Supplied records -
┏━━

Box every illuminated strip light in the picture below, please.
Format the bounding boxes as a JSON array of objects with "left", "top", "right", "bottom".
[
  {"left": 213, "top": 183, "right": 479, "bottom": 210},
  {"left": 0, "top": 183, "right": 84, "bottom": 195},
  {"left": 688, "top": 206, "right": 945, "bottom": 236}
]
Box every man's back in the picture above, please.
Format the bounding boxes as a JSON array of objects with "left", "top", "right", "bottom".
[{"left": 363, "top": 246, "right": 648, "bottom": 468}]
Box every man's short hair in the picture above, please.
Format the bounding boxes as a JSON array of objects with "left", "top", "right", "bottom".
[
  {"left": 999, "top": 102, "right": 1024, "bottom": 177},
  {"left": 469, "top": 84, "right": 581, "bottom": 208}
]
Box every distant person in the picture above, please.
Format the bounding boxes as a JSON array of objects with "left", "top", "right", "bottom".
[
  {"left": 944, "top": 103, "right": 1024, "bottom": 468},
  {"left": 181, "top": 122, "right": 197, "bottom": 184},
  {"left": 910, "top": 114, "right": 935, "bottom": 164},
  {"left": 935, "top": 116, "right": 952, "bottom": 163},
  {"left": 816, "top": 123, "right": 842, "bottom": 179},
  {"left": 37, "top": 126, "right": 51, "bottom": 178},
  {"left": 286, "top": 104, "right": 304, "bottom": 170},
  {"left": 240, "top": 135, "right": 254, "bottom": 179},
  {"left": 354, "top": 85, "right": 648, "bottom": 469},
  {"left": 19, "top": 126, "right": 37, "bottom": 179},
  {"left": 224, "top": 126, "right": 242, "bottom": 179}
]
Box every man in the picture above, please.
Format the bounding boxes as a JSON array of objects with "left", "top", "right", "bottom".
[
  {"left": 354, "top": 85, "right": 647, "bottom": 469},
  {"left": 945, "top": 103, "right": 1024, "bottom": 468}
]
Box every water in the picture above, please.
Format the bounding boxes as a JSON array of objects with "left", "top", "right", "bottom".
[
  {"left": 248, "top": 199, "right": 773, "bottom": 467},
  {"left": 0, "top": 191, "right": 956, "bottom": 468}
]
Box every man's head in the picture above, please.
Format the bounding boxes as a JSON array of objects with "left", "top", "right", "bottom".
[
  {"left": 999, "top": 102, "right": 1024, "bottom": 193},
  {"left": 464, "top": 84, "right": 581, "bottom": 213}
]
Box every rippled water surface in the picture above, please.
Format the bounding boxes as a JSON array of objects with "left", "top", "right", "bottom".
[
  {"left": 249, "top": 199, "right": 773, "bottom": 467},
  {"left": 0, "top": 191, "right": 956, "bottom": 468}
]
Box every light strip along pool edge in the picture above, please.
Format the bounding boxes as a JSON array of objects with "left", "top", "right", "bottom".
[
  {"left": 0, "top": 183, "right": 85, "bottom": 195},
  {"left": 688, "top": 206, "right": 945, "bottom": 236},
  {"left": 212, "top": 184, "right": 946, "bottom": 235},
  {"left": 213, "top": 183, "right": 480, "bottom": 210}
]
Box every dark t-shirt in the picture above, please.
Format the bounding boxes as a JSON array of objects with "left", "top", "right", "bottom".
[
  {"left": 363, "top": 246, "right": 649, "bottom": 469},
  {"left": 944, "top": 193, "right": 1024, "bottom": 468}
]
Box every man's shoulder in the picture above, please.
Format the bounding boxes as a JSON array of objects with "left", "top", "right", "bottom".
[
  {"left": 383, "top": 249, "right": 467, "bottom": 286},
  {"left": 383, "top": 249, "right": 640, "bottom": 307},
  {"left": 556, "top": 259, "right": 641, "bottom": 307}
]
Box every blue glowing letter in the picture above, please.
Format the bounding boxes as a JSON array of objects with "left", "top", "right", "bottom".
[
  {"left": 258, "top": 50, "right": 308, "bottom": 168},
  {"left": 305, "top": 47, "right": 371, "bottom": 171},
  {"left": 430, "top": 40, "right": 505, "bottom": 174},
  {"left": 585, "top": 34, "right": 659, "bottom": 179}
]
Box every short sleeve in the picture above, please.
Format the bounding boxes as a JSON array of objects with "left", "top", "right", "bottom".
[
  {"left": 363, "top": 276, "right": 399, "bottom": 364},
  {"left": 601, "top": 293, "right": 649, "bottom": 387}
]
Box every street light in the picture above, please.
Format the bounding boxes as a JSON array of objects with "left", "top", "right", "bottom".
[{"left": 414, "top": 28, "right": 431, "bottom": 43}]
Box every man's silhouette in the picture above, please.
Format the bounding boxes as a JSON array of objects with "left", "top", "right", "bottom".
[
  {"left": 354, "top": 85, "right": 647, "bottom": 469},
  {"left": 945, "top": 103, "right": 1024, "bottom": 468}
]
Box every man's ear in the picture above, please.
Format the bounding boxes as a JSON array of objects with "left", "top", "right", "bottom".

┗━━

What is expected -
Repeat the entries above exactly, beginning at their first line and ending with the line that contains "Box every man's back", with nothing added.

Result of the task -
Box every illuminated strip light in the picture below, please.
Format the bounding boxes as a JSON array of objects with "left", "top", "right", "bottom".
[
  {"left": 213, "top": 183, "right": 479, "bottom": 210},
  {"left": 0, "top": 183, "right": 84, "bottom": 195},
  {"left": 688, "top": 206, "right": 945, "bottom": 236}
]
Box every man's back in the picture above, please.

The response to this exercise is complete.